#### TASK:
Take the entries below and print all of them exactly, please.

#### DATA SUPPLIED:
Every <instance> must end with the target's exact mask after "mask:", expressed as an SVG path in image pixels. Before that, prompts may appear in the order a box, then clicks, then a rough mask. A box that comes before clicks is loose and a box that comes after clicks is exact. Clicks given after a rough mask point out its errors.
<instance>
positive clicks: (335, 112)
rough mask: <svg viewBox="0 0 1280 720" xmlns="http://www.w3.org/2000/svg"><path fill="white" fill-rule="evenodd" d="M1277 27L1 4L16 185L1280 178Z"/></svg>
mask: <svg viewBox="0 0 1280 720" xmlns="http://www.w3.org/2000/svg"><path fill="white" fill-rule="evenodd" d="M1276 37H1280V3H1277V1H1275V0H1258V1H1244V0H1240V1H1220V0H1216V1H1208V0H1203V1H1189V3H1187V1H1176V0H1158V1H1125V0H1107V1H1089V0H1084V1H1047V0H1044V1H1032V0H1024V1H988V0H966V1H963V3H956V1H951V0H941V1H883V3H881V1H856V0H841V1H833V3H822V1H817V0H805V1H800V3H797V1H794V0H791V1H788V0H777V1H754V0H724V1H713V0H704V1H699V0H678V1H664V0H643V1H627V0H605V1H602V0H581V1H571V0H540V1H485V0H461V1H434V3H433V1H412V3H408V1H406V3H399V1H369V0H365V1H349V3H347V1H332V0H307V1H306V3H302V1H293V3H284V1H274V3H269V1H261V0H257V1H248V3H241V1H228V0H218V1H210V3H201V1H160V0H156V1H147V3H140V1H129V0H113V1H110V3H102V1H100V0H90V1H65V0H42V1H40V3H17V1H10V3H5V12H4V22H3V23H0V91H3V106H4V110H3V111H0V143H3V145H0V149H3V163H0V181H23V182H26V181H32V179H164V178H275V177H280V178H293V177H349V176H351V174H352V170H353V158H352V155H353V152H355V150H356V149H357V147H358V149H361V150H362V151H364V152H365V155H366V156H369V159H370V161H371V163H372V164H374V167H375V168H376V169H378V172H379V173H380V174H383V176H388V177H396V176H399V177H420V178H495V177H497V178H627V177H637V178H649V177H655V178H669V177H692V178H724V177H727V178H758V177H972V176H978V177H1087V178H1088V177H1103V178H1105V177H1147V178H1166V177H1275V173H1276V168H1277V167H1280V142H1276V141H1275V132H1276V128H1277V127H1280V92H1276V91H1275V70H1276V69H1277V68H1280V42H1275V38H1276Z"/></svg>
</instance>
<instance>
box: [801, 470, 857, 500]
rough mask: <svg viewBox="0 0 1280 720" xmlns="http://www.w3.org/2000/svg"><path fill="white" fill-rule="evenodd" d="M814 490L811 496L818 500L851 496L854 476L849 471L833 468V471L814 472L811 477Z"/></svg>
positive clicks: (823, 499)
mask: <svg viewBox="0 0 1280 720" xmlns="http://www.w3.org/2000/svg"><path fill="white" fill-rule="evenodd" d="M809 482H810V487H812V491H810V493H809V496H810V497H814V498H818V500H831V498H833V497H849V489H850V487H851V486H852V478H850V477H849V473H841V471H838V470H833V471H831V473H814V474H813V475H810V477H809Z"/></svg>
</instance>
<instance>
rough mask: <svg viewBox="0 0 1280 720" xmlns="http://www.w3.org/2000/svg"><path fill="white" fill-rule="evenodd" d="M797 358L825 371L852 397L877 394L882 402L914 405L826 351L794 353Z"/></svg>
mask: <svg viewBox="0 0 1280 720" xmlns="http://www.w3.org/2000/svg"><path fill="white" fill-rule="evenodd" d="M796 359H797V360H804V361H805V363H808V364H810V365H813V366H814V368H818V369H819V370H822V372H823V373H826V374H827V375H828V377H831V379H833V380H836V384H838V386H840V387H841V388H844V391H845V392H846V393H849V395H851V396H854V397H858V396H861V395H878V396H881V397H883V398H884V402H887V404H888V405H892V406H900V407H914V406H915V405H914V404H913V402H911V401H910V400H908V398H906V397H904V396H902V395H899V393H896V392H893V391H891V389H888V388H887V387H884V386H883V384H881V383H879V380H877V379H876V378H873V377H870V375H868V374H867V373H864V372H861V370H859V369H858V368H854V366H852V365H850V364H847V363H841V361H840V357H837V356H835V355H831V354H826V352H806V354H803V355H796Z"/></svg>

#### RESULT BELOW:
Every <instance> must end with the target's exact mask after "mask:", expressed as an SVG path in image pixels. Before that, prompts may appear in the order a box, then clicks, then a rough mask. A box that comes before clicks is loose and a box that comes after clicks is exact. Clicks given after a rough mask point out its errors.
<instance>
positive clicks: (335, 112)
rough mask: <svg viewBox="0 0 1280 720" xmlns="http://www.w3.org/2000/svg"><path fill="white" fill-rule="evenodd" d="M1277 27L1 4L16 185L1280 178Z"/></svg>
mask: <svg viewBox="0 0 1280 720" xmlns="http://www.w3.org/2000/svg"><path fill="white" fill-rule="evenodd" d="M1276 37H1280V3H1277V1H1275V0H1258V1H1244V0H1240V1H1220V0H1216V1H1208V0H1203V1H1189V3H1187V1H1176V0H1158V1H1125V0H1107V1H1089V0H1084V1H1047V0H1044V1H1032V0H1024V1H988V0H966V1H963V3H956V1H951V0H941V1H883V3H881V1H856V0H841V1H833V3H822V1H817V0H805V1H800V3H797V1H794V0H791V1H788V0H777V1H754V0H724V1H713V0H704V1H699V0H678V1H664V0H643V1H627V0H605V1H602V0H581V1H571V0H540V1H485V0H461V1H434V3H433V1H412V3H408V1H406V3H399V1H369V0H365V1H349V3H347V1H332V0H307V1H306V3H302V1H293V3H284V1H274V3H269V1H261V0H257V1H248V3H241V1H228V0H218V1H210V3H201V1H160V0H156V1H147V3H140V1H129V0H113V1H110V3H102V1H100V0H90V1H65V0H42V1H40V3H17V1H10V3H5V12H4V22H3V23H0V91H3V106H4V110H3V111H0V143H3V145H0V149H3V163H0V181H23V182H26V181H32V179H164V178H275V177H280V178H293V177H349V176H351V174H352V170H353V158H352V155H353V152H355V150H356V149H357V147H358V149H361V150H362V151H364V152H365V155H366V156H369V159H370V161H371V163H372V164H374V167H375V168H376V169H378V172H379V173H380V174H383V176H388V177H396V176H399V177H420V178H495V177H497V178H627V177H637V178H649V177H655V178H669V177H692V178H724V177H727V178H758V177H972V176H978V177H1087V178H1088V177H1103V178H1105V177H1147V178H1166V177H1275V173H1276V168H1277V167H1280V142H1276V141H1275V132H1276V128H1277V127H1280V92H1276V91H1275V70H1276V69H1277V68H1280V42H1275V38H1276Z"/></svg>
</instance>
<instance>
box: [801, 470, 857, 500]
rough mask: <svg viewBox="0 0 1280 720" xmlns="http://www.w3.org/2000/svg"><path fill="white" fill-rule="evenodd" d="M814 490L811 496L818 500L851 496L854 476L849 471L833 468V471L814 472L811 477Z"/></svg>
positive clicks: (823, 499)
mask: <svg viewBox="0 0 1280 720" xmlns="http://www.w3.org/2000/svg"><path fill="white" fill-rule="evenodd" d="M809 482H810V487H812V491H810V493H809V496H810V497H814V498H818V500H831V498H833V497H849V489H850V487H851V486H852V478H850V477H849V473H841V471H838V470H833V471H831V473H814V474H813V475H810V477H809Z"/></svg>
</instance>
<instance>
rough mask: <svg viewBox="0 0 1280 720" xmlns="http://www.w3.org/2000/svg"><path fill="white" fill-rule="evenodd" d="M797 358L825 371L852 397L877 394L882 402L914 405L826 351L794 353Z"/></svg>
mask: <svg viewBox="0 0 1280 720" xmlns="http://www.w3.org/2000/svg"><path fill="white" fill-rule="evenodd" d="M796 359H797V360H804V361H805V363H808V364H810V365H813V366H814V368H818V369H819V370H822V372H823V373H826V374H827V375H828V377H831V379H833V380H836V384H838V386H840V387H841V388H844V391H845V392H846V393H849V395H851V396H854V397H858V396H861V395H878V396H881V397H883V398H884V402H887V404H888V405H892V406H900V407H914V406H915V405H914V404H913V402H911V401H910V400H908V398H906V397H904V396H902V395H899V393H896V392H893V391H891V389H888V388H887V387H884V386H883V384H881V383H879V380H877V379H876V378H873V377H870V375H868V374H867V373H864V372H861V370H859V369H858V368H854V366H852V365H850V364H847V363H841V361H840V357H837V356H835V355H831V354H826V352H806V354H803V355H796Z"/></svg>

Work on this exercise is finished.